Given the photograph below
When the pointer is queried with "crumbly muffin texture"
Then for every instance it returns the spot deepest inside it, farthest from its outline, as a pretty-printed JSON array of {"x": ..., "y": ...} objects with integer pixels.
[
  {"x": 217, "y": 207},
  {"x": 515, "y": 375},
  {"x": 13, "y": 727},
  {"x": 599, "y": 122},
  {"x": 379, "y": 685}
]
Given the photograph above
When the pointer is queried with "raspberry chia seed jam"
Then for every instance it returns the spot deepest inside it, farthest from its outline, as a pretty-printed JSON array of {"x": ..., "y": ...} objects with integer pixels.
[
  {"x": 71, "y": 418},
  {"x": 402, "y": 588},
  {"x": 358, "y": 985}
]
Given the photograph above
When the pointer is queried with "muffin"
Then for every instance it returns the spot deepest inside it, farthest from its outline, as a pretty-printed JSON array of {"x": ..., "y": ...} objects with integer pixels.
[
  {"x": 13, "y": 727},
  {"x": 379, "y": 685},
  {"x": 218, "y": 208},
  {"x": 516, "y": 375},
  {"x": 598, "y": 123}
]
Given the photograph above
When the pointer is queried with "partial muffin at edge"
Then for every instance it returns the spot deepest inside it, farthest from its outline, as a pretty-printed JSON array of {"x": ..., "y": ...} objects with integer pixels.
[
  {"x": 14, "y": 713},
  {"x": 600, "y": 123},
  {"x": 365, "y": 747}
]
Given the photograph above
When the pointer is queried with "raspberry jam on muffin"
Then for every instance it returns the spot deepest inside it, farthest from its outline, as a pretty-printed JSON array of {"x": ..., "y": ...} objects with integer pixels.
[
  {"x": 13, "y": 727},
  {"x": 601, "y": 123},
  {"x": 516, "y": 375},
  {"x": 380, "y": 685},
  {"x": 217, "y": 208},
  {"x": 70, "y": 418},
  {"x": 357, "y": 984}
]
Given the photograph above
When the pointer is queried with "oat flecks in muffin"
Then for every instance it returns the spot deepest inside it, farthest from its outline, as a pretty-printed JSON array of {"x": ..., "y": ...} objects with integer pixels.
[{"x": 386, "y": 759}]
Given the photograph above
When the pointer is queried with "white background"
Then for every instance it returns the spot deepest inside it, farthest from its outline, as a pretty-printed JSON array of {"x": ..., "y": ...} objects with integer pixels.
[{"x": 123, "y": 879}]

#### TASK BRIEF
Starting from the data above, filter for lines with "raspberry" and copy each one.

#### EXERCISE OUTPUT
When the pointer is queried with "raspberry chia seed jam"
When the pointer is queried with "raspberry jam on muffin"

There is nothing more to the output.